Transcribe each entry exactly as it appears, leaving out any picture it holds.

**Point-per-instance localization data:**
----------------------------------------
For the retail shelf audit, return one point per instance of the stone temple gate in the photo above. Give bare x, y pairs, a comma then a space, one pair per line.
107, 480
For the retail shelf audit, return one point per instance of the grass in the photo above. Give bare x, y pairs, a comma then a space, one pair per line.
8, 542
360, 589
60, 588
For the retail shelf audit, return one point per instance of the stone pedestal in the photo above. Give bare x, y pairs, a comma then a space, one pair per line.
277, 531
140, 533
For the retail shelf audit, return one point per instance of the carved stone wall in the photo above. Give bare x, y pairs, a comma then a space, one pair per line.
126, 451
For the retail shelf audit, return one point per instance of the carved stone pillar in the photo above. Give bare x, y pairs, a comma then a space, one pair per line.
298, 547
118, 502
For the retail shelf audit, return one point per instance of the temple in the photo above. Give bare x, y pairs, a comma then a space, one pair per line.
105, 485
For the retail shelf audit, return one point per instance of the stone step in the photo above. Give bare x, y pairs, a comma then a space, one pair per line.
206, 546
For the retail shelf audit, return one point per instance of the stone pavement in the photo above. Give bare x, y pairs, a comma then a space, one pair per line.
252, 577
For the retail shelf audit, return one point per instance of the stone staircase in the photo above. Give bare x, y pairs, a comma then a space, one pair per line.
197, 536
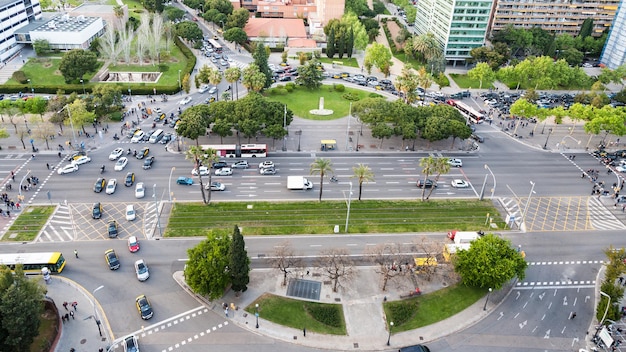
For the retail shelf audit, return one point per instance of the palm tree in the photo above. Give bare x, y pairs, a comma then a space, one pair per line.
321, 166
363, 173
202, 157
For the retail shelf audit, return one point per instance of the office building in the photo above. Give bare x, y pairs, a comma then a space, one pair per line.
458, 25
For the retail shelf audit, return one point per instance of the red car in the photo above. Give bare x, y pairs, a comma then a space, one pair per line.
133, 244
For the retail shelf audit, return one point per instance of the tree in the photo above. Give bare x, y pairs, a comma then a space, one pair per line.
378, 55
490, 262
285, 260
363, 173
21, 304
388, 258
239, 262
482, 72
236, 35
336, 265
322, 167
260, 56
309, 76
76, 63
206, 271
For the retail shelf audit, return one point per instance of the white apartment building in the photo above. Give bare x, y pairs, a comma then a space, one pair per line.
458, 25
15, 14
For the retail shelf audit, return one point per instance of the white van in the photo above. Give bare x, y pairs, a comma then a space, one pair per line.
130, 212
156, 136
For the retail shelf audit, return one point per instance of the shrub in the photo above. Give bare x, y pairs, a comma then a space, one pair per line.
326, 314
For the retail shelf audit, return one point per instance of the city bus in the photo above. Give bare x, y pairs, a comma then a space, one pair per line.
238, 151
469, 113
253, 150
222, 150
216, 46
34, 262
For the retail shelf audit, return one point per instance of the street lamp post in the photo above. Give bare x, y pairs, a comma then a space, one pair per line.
----------------------------------------
**Response area:**
For the retail shelf audit, return one point per instance of the stone temple gate in the photo above. Give bare x, y pairs, a comma then a space, one pair per line.
107, 480
For the retail shelf audit, return one point per instance of the grass in the photo above. Give bare x, y pairs, a comma then a space, one pair per line.
8, 542
360, 589
60, 588
For the retail shelf audit, return one point per instance of the stone pedestal in the photo above. Give bare x, y pairs, a comma then a space, one pair per line.
277, 531
140, 533
For the retail shelf audit, return one point per instance of the carved stone wall in the photo above. Give bare x, y pairs, a comma then a space, one pair per line.
126, 451
For the retail shelf audit, return one point per instance of the carved stone pillar in the photo above. Give bare x, y pairs, a comma then a space, one pair per line.
298, 547
118, 502
For the retail shelf audit, return one point per instance of the temple in the photo above. Give bare x, y pairs, a comma then a space, one pair per line.
105, 485
For the retail shelf audit, return one point per instance of the stone step in the photo above. Give bare x, y pairs, a comma then a space, one pair per line.
206, 546
For the retail shelf audit, return one point per instance of the stone pavement in the photo above. Give bare x, y pairs, a comma then a space, one pair per line.
252, 577
For the retail shelf audit, return one point per instance of the stone staircase in the photo above. Give bare x, y pairs, a comma then a space, one pair per line.
197, 536
For the retail shelf audit, return one point per instance of the palm tree in the photo above. Give bare x, y pairs, a comma then a space, one pair per line.
321, 166
363, 173
202, 157
For the retail shelf audit, return one point per instance of the office building in the photo above. Give bare x, y pairs, a comma then a space, one pair per line.
458, 25
For the retail shelf audit, return one point per instance of the red car in the photo above. Give bare x, y pairs, a comma then a space, one pair per line.
133, 244
For the retail shelf audit, return one point per instance of the tree in the photo above. Give bare x, y pairs, a comma then a space, one pair per line.
378, 55
490, 262
285, 260
363, 173
21, 304
388, 258
239, 262
482, 72
236, 35
336, 265
322, 167
260, 56
309, 76
76, 63
206, 271
For the retail shelf audit, return one point per instance of the white apartment building in the photo above. Give bare x, y pairs, a comma then a space, one pair per line.
458, 25
15, 14
For the retail shelf audit, return one point per instance of the white van in the photo above. Give bare x, y pairs, a comma then a space, one pair per line.
130, 212
156, 136
For the retail shelf audit, return one point per instance of the shrub in the photo above. Give bare x, y pairs, a comma then a space, one pair per line.
326, 314
For the retail shelf audit, return one point per instance of the city bus in the photo above. Give bare x, y pairs, a comma then a space, one pair per line.
238, 151
469, 113
253, 150
222, 150
216, 46
34, 262
For the retail shelf audit, return one point per instance of the street lamp post in the photo above. Give bare x, y pairs, a comma then a space, one pair per line.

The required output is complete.